## Enunciado del ejercicio A
Cita sin cambios el fragmento del artículo sobre Agassi y Nike que empieza con las palabras "El 30 de abril" y termina con "entender el tenis.".
## Enunciado del ejercicio B
Responde a estas preguntas a partir del artículo sobre Agassi y Nike:
(i) ¿En qué restaurante cerró Agassi su primer acuerdo comercial con Nike?
(ii) ¿Qué tres palabras escribió Hatfield en la parte superior del papel antes de empezar los bocetos?
(iii) ¿Qué marca acababa de fichar a Michael Chang?

──────── Texto del documento ────────

Agassi y Nike, una historia de rebelión y tinieblas que cambió para siempre el tenis

Agassi y Nike, una historia de rebelión y tinieblas que cambió para siempre el tenis

El 30 de abril de 1986, justo un día después de cumplir 16 años y convertirse en tenista profesional, Andre Agassi cerró su primer acuerdo comercial con Nike en el restaurante Rusty Pelican de Newport Beach (California). Aquel día, el único adulto que le acompañaba era su hermano Philip, de 23 años, quien tuvo que telefonear con urgencia a su padre antes de aceptar las condiciones: 20.000 dólares por el primer año y 25.000 por el siguiente. Sólo unos meses después, Tinker Hatfield tomó un vuelo hacia Las Vegas para conocer a aquel adolescente. Phil Knight, el fundador de Nike, había entregado personalmente un ambicioso proyecto a su mejor diseñador. Hatfield lo denominaría Air Tech Challenge. Ni él ni Agassi sospechaban entonces que aquel encargo iba a cambiar para siempre el modo de entender el tenis.

Antes de empezar con los primeros bocetos, Hatfield garabateó tres palabras en la parte superior del papel: Anti-Country Club. Esa era la idea bajo la que desarrollaría todo. Esa era su lectura definitiva después de numerosas conversaciones con aquel chico, a quien consideraba el vehículo perfecto para convertir el tenis en algo diferente. Nike necesitaba una némesis para Michael Chang, recién fichado por Reebok. Y Hatfield quería desterrar la imagen de un deporte anclado en los clubes y academias, con tanto niño bien paseando su polo blanco a la sombra de las pérgolas. Tras revisar las colecciones previas de Nike comprendió que no se acercaban, ni por asomo, a las del baloncesto o el running. Agassi, con su estrafalario mullet y su pose antisistema, era la pieza perfecta para encajar el puzle. A condición, claro, de que aquella pieza no se rompiera.

──────── Registros enumerados ────────

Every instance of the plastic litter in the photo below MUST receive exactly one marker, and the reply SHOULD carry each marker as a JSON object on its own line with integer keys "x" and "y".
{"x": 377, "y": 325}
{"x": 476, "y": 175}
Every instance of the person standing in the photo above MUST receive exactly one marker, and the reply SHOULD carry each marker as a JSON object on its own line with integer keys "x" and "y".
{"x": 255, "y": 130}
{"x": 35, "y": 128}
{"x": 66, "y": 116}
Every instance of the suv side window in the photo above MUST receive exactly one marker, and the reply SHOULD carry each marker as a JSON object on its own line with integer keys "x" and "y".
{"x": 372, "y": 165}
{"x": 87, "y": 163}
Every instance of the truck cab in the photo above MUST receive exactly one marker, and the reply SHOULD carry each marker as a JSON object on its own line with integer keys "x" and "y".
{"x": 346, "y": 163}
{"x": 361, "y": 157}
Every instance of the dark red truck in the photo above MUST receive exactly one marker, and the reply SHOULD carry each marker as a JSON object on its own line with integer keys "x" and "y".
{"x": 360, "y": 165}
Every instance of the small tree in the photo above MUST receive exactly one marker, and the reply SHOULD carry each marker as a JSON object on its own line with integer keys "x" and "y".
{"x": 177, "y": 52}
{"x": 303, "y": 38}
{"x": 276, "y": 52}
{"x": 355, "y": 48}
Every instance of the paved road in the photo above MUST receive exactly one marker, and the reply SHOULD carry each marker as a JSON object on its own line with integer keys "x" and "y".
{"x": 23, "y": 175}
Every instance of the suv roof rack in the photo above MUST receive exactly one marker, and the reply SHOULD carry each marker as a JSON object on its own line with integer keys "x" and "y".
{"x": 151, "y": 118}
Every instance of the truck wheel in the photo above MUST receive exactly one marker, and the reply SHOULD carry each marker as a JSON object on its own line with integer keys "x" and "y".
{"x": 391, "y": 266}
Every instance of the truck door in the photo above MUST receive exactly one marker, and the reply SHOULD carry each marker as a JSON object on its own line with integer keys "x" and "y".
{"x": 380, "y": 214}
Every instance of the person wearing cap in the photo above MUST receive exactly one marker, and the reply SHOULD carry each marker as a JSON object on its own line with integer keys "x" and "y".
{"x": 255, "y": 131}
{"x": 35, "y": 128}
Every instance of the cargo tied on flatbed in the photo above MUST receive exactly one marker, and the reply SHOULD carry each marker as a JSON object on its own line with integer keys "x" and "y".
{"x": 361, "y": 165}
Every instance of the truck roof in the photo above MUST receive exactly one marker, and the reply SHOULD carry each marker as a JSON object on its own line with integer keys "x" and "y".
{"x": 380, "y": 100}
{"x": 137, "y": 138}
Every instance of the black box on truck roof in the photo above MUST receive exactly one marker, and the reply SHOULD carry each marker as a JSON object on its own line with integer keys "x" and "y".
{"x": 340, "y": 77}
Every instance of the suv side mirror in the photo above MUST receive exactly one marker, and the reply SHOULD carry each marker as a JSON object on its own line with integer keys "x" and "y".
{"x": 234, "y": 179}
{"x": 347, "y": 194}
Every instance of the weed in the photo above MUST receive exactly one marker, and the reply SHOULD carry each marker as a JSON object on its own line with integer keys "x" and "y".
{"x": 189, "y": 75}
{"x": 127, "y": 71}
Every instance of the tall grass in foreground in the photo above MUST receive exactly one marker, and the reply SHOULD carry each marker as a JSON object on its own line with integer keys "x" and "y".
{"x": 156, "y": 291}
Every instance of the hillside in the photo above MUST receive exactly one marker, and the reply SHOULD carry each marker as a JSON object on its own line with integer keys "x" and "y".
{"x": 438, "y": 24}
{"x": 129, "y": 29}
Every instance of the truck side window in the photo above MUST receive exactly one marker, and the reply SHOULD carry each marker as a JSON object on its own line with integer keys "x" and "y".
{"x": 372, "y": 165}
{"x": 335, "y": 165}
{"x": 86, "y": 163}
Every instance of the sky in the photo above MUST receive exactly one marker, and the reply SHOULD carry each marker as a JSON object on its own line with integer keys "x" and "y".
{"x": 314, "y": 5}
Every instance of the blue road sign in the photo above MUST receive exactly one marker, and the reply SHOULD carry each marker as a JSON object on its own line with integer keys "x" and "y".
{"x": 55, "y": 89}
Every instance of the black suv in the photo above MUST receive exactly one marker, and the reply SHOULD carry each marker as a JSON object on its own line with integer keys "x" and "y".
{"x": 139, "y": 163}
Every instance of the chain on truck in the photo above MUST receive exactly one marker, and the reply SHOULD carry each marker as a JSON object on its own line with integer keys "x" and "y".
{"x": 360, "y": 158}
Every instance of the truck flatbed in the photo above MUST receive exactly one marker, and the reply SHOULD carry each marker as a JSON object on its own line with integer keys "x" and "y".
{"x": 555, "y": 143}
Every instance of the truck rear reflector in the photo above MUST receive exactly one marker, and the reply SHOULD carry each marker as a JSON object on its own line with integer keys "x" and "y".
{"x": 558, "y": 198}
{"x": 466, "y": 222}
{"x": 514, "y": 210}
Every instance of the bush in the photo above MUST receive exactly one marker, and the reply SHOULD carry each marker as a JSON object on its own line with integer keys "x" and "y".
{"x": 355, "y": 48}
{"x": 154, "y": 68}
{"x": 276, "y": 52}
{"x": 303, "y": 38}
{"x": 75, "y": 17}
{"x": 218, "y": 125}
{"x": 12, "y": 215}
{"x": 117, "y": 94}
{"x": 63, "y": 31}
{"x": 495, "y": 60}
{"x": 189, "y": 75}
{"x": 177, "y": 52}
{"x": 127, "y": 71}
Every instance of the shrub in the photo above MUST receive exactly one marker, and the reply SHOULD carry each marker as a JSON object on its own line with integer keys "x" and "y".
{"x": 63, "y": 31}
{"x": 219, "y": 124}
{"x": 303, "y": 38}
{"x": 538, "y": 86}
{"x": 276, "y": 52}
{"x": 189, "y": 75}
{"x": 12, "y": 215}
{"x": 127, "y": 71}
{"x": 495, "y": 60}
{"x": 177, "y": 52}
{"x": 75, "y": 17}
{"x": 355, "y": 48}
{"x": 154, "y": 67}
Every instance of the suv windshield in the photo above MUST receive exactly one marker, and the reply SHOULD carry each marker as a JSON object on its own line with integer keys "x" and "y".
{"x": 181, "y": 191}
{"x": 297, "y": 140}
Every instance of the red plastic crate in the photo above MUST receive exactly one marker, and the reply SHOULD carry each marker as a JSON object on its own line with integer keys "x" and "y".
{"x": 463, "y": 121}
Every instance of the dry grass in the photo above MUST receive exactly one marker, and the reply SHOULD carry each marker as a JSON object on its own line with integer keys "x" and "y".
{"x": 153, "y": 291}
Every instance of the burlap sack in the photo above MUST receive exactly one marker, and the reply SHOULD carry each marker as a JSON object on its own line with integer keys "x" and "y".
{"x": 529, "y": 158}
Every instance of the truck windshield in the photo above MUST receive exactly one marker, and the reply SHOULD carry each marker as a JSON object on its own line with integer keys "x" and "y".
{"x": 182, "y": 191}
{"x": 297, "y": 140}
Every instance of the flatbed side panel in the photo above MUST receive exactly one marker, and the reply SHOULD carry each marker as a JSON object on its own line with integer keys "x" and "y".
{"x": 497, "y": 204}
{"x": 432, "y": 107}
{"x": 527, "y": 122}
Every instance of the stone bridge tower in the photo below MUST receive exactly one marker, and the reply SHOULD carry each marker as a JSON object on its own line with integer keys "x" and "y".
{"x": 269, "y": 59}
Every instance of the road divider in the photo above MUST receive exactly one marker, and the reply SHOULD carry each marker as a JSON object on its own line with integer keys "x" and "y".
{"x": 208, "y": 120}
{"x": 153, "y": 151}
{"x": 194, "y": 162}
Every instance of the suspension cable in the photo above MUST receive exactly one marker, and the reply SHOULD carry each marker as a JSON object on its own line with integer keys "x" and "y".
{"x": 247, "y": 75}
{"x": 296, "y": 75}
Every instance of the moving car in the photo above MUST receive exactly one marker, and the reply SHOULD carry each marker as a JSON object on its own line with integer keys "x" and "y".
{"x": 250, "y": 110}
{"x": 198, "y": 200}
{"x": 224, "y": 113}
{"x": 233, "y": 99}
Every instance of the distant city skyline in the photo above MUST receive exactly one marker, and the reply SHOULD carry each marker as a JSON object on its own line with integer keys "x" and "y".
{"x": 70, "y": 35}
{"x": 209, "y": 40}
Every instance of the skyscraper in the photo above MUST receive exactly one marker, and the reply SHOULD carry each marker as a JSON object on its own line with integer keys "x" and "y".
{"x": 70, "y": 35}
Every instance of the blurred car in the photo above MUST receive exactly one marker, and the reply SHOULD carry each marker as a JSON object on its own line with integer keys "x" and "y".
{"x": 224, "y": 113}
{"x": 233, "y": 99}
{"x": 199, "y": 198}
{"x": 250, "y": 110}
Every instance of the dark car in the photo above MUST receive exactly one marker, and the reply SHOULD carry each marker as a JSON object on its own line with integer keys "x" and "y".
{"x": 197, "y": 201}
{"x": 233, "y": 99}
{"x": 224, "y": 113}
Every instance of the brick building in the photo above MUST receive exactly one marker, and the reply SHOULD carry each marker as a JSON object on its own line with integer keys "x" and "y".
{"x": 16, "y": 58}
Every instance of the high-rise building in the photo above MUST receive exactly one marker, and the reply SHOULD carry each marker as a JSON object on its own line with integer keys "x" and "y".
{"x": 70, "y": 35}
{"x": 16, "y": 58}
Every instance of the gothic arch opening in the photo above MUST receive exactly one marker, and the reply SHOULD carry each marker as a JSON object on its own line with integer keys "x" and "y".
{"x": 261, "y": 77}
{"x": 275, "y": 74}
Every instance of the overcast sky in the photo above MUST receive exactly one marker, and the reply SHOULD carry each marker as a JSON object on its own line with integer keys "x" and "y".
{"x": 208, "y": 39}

────────

## Respuesta correcta A
El 30 de abril de 1986, justo un día después de cumplir 16 años y convertirse en tenista profesional, Andre Agassi cerró su primer acuerdo comercial con Nike en el restaurante Rusty Pelican de Newport Beach (California). Aquel día, el único adulto que le acompañaba era su hermano Philip, de 23 años, quien tuvo que telefonear con urgencia a su padre antes de aceptar las condiciones: 20.000 dólares por el primer año y 25.000 por el siguiente. Sólo unos meses después, Tinker Hatfield tomó un vuelo hacia Las Vegas para conocer a aquel adolescente. Phil Knight, el fundador de Nike, había entregado personalmente un ambicioso proyecto a su mejor diseñador. Hatfield lo denominaría Air Tech Challenge. Ni él ni Agassi sospechaban entonces que aquel encargo iba a cambiar para siempre el modo de entender el tenis.

## Respuesta correcta B
(i) En el restaurante Rusty Pelican de Newport Beach (California).
(ii) Anti-Country Club.
(iii) Reebok.